[start of RECORDS FOR THE EXERCISE]

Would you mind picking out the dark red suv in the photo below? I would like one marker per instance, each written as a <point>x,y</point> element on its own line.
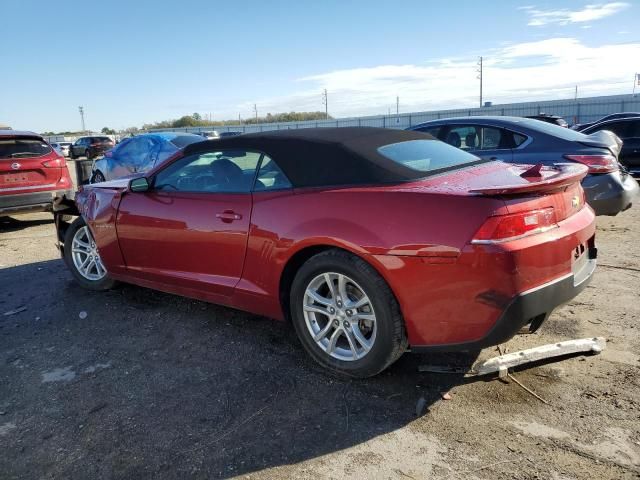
<point>32,174</point>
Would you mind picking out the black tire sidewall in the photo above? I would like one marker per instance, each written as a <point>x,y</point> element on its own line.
<point>382,352</point>
<point>104,283</point>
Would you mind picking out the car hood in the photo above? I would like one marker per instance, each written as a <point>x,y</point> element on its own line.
<point>117,184</point>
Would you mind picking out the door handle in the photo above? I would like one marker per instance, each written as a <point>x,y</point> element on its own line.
<point>228,216</point>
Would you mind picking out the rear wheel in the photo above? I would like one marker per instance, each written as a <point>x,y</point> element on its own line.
<point>97,177</point>
<point>346,316</point>
<point>83,259</point>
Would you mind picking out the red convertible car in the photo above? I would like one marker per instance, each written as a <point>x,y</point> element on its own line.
<point>371,241</point>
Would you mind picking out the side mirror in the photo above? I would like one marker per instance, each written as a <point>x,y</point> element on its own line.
<point>140,184</point>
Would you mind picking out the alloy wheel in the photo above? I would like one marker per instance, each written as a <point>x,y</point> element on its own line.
<point>85,255</point>
<point>339,316</point>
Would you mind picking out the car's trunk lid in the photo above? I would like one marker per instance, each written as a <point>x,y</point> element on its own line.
<point>22,165</point>
<point>523,187</point>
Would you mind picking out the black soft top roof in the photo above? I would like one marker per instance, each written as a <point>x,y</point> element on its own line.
<point>326,156</point>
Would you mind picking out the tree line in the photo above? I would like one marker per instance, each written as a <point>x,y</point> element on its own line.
<point>197,120</point>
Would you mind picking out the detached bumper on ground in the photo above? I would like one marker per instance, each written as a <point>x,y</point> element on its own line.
<point>31,202</point>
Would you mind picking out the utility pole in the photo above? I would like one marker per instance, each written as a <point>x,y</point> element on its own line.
<point>325,102</point>
<point>480,78</point>
<point>81,110</point>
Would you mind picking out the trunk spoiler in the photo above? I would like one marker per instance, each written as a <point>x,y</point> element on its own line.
<point>604,139</point>
<point>547,179</point>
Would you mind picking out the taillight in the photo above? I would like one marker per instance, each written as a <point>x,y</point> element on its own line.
<point>503,228</point>
<point>57,162</point>
<point>596,163</point>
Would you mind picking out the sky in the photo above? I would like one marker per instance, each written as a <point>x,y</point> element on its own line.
<point>131,62</point>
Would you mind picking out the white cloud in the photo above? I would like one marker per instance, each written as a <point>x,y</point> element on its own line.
<point>545,69</point>
<point>539,18</point>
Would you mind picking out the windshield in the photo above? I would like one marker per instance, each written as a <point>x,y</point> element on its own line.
<point>23,147</point>
<point>427,155</point>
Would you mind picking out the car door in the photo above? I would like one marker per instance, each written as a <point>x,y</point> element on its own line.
<point>188,232</point>
<point>485,141</point>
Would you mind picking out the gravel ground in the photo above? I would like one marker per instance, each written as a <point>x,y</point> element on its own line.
<point>150,385</point>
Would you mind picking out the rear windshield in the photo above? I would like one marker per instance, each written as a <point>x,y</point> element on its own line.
<point>427,155</point>
<point>184,140</point>
<point>551,129</point>
<point>22,147</point>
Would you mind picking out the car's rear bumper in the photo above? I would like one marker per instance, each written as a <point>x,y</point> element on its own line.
<point>31,202</point>
<point>611,193</point>
<point>530,308</point>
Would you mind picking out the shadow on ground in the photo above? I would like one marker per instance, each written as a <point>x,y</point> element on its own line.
<point>150,384</point>
<point>14,224</point>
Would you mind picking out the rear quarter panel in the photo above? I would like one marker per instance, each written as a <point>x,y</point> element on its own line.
<point>381,225</point>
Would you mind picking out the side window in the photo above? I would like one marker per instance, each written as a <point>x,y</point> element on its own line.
<point>463,136</point>
<point>518,139</point>
<point>433,131</point>
<point>491,138</point>
<point>270,177</point>
<point>227,171</point>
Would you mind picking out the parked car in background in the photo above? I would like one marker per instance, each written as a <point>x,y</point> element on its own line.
<point>628,130</point>
<point>90,147</point>
<point>62,147</point>
<point>553,119</point>
<point>614,116</point>
<point>212,135</point>
<point>608,188</point>
<point>229,134</point>
<point>32,174</point>
<point>370,240</point>
<point>139,154</point>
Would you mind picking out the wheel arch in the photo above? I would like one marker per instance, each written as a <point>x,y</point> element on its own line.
<point>295,262</point>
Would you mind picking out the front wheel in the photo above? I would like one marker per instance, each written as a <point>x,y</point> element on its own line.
<point>346,316</point>
<point>83,259</point>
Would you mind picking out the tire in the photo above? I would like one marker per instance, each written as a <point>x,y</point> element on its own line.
<point>77,229</point>
<point>385,335</point>
<point>97,177</point>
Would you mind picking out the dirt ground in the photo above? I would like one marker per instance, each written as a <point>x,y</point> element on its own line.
<point>149,385</point>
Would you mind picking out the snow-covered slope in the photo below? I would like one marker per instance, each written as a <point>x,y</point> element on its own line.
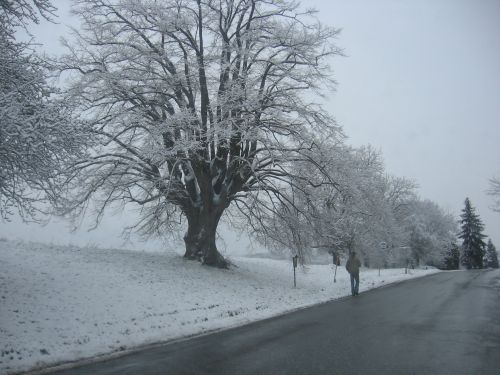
<point>62,303</point>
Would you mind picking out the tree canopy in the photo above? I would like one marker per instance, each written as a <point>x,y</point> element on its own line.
<point>192,106</point>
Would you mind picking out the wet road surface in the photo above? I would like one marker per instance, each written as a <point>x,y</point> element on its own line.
<point>448,323</point>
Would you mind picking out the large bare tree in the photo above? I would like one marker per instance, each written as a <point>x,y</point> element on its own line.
<point>34,139</point>
<point>195,104</point>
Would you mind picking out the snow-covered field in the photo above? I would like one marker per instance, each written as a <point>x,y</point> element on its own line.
<point>63,303</point>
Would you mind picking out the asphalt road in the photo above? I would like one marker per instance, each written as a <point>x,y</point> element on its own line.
<point>448,323</point>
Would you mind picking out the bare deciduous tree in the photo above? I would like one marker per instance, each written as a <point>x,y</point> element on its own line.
<point>194,105</point>
<point>34,139</point>
<point>494,191</point>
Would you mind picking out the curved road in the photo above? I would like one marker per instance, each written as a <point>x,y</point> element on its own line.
<point>448,323</point>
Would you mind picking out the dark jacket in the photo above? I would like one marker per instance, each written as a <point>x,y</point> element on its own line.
<point>353,264</point>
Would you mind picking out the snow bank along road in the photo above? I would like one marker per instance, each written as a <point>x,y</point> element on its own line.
<point>60,304</point>
<point>444,324</point>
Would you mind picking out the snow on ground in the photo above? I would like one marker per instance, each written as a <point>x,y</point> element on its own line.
<point>63,303</point>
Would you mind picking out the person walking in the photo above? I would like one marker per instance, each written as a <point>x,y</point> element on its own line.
<point>352,266</point>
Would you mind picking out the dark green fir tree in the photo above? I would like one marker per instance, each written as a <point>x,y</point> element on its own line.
<point>491,255</point>
<point>452,258</point>
<point>473,246</point>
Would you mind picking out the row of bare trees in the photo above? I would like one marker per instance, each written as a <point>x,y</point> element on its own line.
<point>185,109</point>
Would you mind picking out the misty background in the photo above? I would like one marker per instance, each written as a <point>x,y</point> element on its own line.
<point>420,81</point>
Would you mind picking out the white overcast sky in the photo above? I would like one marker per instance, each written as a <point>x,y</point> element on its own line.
<point>420,81</point>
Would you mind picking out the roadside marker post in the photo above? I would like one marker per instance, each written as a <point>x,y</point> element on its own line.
<point>294,261</point>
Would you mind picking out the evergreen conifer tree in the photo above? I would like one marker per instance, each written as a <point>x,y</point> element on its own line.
<point>473,246</point>
<point>491,255</point>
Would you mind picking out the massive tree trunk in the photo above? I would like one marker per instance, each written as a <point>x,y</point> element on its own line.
<point>200,236</point>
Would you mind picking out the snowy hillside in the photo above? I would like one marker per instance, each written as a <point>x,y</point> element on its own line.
<point>61,303</point>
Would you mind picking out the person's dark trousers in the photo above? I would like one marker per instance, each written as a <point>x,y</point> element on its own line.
<point>355,283</point>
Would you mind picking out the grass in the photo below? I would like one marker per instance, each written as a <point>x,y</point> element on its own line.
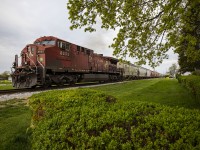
<point>5,85</point>
<point>15,118</point>
<point>163,91</point>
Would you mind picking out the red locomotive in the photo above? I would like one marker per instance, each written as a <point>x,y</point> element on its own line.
<point>50,60</point>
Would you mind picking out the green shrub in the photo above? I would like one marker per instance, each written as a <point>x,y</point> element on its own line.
<point>5,82</point>
<point>88,119</point>
<point>196,72</point>
<point>191,82</point>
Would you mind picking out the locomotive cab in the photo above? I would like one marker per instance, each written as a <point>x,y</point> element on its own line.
<point>31,72</point>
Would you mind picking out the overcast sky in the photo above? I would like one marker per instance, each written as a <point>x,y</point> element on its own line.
<point>22,21</point>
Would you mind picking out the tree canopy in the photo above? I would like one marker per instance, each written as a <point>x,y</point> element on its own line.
<point>147,29</point>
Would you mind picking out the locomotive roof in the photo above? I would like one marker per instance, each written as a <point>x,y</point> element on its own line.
<point>48,38</point>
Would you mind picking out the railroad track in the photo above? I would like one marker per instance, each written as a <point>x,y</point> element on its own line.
<point>37,89</point>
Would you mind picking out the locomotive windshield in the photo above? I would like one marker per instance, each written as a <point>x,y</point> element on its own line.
<point>46,42</point>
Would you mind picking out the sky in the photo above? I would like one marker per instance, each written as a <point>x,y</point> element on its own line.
<point>23,21</point>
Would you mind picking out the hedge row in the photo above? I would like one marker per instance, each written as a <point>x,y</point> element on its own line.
<point>88,119</point>
<point>192,83</point>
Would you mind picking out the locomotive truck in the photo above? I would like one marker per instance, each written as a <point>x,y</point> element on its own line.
<point>50,60</point>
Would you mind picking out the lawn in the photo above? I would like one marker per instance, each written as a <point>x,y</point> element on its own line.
<point>15,115</point>
<point>5,85</point>
<point>163,91</point>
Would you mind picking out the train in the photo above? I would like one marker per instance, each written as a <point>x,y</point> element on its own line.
<point>51,60</point>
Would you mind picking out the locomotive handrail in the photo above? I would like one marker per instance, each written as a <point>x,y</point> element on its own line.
<point>42,67</point>
<point>32,62</point>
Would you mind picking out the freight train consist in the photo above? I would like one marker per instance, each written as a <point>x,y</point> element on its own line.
<point>50,60</point>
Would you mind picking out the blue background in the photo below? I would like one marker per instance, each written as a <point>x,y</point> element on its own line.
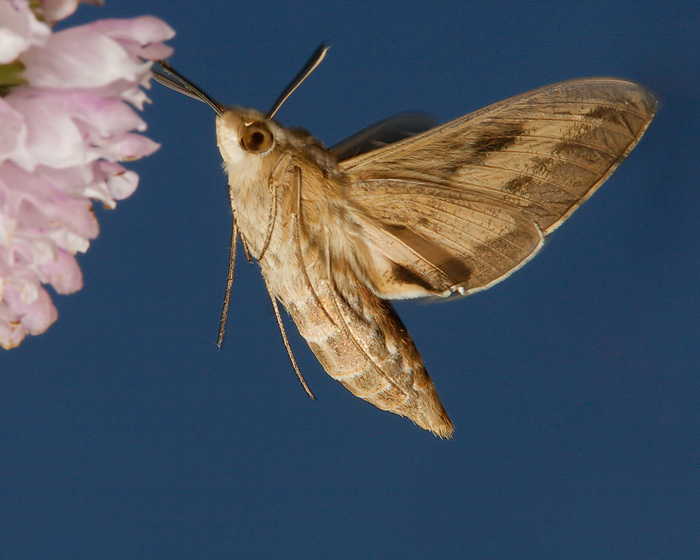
<point>574,385</point>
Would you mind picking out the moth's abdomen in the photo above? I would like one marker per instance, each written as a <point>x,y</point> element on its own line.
<point>361,342</point>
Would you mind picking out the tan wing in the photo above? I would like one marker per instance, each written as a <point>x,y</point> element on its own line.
<point>461,206</point>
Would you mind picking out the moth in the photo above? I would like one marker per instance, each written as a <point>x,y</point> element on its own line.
<point>404,210</point>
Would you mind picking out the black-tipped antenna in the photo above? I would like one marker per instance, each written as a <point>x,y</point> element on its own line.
<point>185,87</point>
<point>310,66</point>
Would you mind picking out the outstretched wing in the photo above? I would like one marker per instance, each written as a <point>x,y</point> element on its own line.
<point>460,207</point>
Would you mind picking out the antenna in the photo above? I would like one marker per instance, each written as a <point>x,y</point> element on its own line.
<point>311,65</point>
<point>185,87</point>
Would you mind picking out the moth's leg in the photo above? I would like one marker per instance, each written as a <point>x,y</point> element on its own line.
<point>229,281</point>
<point>288,347</point>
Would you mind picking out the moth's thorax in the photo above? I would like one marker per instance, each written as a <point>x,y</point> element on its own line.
<point>260,181</point>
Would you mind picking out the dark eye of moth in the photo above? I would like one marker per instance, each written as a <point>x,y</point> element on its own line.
<point>257,138</point>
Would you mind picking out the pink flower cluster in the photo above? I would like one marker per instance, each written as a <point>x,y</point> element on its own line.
<point>65,123</point>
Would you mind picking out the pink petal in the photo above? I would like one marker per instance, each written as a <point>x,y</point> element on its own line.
<point>63,273</point>
<point>37,315</point>
<point>79,57</point>
<point>141,36</point>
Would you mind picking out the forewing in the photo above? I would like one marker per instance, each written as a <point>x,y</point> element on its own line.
<point>461,206</point>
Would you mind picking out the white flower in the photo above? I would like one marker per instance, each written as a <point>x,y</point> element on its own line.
<point>65,123</point>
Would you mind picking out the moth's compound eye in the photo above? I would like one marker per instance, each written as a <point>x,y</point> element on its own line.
<point>257,138</point>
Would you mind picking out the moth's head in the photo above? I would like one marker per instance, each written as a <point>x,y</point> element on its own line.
<point>246,138</point>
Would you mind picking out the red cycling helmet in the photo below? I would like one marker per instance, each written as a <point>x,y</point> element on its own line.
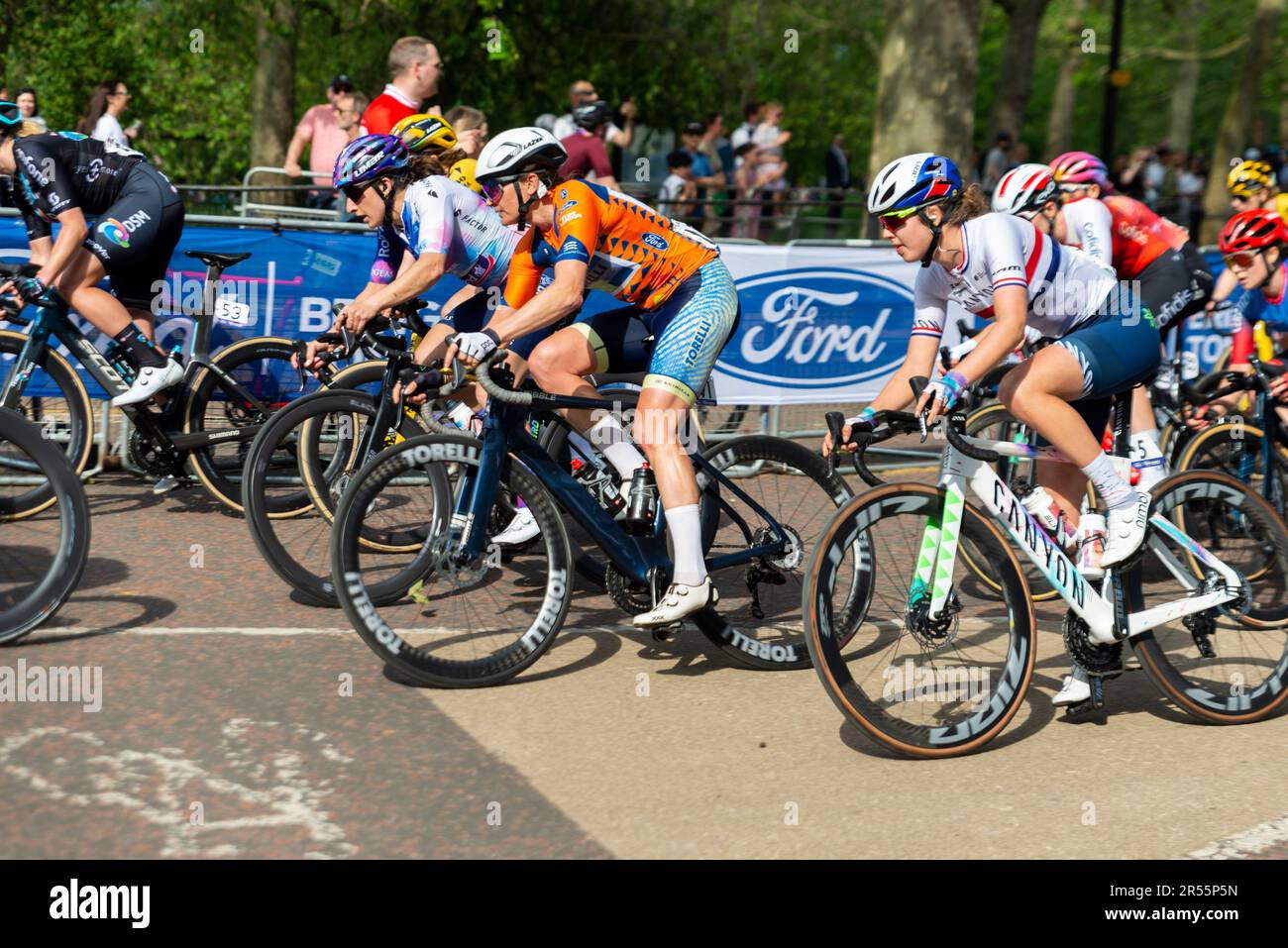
<point>1252,231</point>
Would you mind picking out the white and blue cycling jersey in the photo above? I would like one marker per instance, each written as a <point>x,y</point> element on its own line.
<point>442,217</point>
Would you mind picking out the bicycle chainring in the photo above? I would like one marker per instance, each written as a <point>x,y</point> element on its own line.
<point>1098,661</point>
<point>626,594</point>
<point>153,459</point>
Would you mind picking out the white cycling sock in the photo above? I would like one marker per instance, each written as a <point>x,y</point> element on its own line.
<point>1112,488</point>
<point>686,532</point>
<point>606,436</point>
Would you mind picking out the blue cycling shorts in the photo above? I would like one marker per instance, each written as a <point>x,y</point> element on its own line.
<point>678,343</point>
<point>1119,348</point>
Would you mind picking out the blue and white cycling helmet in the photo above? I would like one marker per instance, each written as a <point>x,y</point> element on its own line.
<point>369,158</point>
<point>912,183</point>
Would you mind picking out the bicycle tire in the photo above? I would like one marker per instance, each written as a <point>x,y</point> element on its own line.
<point>416,661</point>
<point>1241,702</point>
<point>48,594</point>
<point>80,412</point>
<point>833,668</point>
<point>309,575</point>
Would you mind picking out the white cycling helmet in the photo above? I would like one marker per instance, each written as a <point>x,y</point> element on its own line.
<point>518,151</point>
<point>1024,191</point>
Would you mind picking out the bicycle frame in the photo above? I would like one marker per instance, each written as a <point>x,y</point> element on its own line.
<point>1104,616</point>
<point>55,322</point>
<point>635,557</point>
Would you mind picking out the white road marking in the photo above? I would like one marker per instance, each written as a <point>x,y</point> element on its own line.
<point>162,786</point>
<point>1241,845</point>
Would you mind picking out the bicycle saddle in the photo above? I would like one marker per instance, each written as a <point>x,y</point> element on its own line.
<point>213,260</point>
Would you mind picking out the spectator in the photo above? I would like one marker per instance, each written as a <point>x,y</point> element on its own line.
<point>997,162</point>
<point>585,147</point>
<point>321,133</point>
<point>415,67</point>
<point>716,147</point>
<point>703,174</point>
<point>771,140</point>
<point>836,166</point>
<point>752,115</point>
<point>1131,181</point>
<point>675,198</point>
<point>471,127</point>
<point>102,116</point>
<point>27,106</point>
<point>752,170</point>
<point>1193,181</point>
<point>581,93</point>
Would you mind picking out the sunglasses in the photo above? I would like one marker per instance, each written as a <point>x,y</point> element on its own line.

[end of RECORDS FOR THE EXERCISE]

■ AIM
Rewrite the listing from the line that contains "Would you mind picking out the red cycling" through the line that contains "<point>442,217</point>", both included, keeping the requests as they are and scaling every point coordinate in the answers by 0.95, rounded to whole numbers with halves going up. Leave the picture out of your answer.

■ EXPECTED OUTPUT
Would you mind picking out the red cycling helmet in the photo below? I would like one marker per instance, each written as a <point>x,y</point> element on its own line.
<point>1189,219</point>
Would you mind picking out the white and blue cycling jersey in the photo above? I would like one marker per instance, each written as a <point>x,y</point> element on its own line.
<point>420,206</point>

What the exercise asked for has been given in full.